_What you have to do_:
Write out, as an exact transcription, the line that has "Question. Place a dot on every instance of the mechanic's" and each line after it through the end of the data below.
*** Information shown ***
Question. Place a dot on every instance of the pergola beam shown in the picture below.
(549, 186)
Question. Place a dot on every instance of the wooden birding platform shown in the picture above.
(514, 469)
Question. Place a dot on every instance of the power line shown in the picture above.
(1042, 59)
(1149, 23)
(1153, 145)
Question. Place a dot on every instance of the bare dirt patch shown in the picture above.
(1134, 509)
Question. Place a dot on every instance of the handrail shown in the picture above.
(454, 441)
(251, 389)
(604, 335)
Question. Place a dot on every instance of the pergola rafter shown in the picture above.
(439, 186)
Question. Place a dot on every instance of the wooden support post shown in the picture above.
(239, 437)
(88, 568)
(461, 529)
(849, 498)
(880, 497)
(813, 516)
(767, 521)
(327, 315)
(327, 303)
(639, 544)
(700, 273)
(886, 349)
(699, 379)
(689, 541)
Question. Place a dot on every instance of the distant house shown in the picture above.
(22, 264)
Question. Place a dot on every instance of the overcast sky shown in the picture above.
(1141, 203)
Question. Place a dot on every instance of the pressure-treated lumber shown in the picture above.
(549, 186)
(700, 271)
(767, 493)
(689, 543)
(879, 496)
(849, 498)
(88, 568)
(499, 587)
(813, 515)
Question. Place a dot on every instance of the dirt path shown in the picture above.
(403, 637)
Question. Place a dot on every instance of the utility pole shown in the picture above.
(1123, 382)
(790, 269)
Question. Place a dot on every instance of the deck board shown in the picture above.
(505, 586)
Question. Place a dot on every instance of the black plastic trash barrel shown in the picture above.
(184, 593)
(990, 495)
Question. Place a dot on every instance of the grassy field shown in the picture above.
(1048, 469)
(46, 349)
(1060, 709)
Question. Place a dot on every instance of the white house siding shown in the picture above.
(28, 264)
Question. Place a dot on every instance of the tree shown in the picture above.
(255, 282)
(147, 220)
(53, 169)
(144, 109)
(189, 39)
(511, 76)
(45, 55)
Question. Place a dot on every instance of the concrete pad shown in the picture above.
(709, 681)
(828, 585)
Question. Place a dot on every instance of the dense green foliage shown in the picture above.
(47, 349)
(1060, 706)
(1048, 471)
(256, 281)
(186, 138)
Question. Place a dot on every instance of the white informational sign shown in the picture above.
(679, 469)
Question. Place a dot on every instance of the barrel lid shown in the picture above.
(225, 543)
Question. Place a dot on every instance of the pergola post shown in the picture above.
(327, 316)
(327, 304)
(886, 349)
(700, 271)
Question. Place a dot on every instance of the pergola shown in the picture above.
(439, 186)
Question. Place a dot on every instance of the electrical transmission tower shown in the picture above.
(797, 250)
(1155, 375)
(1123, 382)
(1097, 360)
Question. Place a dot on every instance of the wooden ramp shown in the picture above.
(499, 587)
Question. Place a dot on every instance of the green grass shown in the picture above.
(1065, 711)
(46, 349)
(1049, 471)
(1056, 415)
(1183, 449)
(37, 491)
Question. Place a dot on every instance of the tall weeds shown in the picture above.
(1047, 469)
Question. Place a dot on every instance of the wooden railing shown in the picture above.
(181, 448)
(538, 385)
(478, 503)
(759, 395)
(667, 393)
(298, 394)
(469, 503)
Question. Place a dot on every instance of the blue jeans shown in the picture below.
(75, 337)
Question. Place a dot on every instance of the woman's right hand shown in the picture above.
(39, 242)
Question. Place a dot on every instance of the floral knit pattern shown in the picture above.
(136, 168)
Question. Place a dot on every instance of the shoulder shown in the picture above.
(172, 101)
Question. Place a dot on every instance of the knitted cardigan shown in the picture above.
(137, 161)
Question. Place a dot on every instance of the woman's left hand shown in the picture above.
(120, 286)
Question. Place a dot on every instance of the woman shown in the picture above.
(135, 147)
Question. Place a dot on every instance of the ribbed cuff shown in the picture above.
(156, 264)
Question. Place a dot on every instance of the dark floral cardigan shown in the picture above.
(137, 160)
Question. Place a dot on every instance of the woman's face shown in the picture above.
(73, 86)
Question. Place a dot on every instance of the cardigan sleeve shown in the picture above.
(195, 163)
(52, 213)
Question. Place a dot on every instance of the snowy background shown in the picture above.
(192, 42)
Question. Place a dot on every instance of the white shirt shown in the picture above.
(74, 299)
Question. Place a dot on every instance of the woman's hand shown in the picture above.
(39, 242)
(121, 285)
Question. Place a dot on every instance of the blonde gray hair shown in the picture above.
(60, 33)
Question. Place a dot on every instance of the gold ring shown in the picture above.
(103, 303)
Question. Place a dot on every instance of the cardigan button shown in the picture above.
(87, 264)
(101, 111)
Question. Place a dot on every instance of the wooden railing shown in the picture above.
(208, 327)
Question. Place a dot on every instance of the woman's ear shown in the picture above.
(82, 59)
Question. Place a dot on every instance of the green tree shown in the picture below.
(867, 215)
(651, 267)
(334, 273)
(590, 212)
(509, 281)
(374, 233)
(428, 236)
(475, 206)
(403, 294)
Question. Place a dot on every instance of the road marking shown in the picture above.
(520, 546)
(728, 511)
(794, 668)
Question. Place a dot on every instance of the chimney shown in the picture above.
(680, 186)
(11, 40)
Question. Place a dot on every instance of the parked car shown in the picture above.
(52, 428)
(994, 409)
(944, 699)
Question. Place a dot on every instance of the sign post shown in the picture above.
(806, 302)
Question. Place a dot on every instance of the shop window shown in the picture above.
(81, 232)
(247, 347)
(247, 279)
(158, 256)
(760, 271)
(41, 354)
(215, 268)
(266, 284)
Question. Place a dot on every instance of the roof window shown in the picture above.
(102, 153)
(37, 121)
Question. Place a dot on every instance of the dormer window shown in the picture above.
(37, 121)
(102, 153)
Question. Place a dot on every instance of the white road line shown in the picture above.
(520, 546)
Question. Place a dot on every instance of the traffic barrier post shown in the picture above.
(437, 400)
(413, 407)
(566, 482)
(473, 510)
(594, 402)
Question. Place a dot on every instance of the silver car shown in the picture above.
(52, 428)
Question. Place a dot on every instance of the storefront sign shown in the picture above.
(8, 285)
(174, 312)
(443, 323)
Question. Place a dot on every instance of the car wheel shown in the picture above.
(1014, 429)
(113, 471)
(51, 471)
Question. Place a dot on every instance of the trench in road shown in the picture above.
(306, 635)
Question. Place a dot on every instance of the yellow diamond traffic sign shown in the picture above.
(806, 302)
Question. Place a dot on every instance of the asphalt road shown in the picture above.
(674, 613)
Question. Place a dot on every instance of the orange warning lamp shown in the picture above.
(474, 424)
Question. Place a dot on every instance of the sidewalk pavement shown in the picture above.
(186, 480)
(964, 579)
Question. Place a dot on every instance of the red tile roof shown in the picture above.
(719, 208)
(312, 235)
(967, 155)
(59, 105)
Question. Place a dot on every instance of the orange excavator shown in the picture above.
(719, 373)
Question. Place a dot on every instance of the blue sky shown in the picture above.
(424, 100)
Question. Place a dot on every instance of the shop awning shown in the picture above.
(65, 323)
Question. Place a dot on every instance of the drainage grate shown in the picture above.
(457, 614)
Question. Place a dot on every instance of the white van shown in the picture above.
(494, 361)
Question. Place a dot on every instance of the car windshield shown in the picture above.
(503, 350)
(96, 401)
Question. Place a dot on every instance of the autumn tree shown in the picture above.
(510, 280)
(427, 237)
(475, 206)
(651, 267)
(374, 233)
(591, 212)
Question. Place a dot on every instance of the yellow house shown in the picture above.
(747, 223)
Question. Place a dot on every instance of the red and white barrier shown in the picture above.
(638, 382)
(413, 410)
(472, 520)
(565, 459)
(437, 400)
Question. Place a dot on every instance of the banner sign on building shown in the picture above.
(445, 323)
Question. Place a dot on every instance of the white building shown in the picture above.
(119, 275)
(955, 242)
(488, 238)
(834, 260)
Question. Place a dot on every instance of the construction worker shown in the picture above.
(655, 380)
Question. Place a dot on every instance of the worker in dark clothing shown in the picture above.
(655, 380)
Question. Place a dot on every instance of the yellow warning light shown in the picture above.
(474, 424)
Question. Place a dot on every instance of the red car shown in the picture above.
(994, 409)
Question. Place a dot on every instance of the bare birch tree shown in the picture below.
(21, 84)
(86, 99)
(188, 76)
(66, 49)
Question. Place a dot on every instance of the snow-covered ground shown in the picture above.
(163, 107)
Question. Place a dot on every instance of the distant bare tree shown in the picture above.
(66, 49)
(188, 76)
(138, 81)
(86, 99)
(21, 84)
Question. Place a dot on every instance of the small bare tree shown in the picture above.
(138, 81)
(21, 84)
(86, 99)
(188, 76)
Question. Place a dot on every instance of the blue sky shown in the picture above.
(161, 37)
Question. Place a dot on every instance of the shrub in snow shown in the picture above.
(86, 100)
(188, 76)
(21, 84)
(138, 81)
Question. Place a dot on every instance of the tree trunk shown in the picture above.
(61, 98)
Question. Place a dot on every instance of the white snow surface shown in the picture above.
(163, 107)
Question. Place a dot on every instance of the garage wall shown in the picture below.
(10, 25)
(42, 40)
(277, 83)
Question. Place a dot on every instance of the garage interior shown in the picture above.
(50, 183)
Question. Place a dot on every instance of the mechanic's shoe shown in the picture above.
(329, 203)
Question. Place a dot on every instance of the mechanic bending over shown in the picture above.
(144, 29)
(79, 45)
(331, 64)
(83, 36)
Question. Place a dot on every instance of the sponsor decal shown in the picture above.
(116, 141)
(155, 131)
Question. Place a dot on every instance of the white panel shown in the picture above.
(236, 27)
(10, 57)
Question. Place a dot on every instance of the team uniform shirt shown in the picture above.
*** End of Information shown ***
_Result of the task_:
Question. Place a dot on every instance of the mechanic's shoe shown in the picture above.
(329, 203)
Question. Place a dot on every instance of the mechanic bending over shown in the picture above.
(144, 29)
(79, 45)
(331, 64)
(83, 36)
Question. Place a dot on every instance of the sponsor decal shown in the picture above.
(116, 141)
(155, 131)
Question. Place a dot on every instance of the white panel shown in the picture above.
(236, 27)
(10, 57)
Question. Place a dot on every instance of the team uniform shirt shown in the picture above.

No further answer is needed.